Task to complete: The answer must be an exact transcription of every record.

-------- Data for the task

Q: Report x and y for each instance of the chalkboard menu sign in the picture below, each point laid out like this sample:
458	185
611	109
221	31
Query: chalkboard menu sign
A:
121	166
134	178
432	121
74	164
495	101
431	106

----------------

Result of the task:
Q: Report x and y for each instance of the chalkboard menu sign in the picture below, each point laid out like this sample:
458	185
611	109
221	31
Query: chalkboard menu sign
A:
121	166
134	178
432	121
74	164
495	101
431	106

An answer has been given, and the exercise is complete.